Exercise –
Records follow. Copy every line with "finger".

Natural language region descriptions
========================================================================

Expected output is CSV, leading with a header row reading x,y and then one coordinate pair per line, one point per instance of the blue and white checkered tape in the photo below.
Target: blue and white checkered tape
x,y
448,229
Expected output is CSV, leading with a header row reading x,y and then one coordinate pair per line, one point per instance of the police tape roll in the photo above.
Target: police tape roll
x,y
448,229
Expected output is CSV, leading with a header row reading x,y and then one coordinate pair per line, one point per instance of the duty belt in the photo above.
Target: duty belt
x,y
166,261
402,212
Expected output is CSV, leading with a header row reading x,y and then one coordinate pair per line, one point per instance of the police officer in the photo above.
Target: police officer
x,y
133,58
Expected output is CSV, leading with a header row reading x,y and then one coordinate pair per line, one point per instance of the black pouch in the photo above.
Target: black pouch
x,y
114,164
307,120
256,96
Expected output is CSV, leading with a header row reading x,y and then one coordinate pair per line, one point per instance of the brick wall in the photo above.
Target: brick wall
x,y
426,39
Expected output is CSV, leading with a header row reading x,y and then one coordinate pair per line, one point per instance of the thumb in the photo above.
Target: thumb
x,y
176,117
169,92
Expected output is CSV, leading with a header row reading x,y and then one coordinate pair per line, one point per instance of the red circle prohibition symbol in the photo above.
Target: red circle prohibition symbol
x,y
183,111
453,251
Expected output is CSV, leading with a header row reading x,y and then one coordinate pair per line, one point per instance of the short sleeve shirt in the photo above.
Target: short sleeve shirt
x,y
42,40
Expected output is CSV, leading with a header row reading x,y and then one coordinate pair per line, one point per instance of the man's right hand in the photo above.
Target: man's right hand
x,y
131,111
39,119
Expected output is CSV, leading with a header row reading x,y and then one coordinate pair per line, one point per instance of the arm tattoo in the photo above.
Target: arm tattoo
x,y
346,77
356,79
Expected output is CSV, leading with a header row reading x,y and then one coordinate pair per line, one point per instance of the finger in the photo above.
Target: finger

========================================================================

Exercise response –
Expected output is CSV, leading with a header row reading x,y and then one coordinate pair per line, one point per instance of the finger in the photo above.
Target: finger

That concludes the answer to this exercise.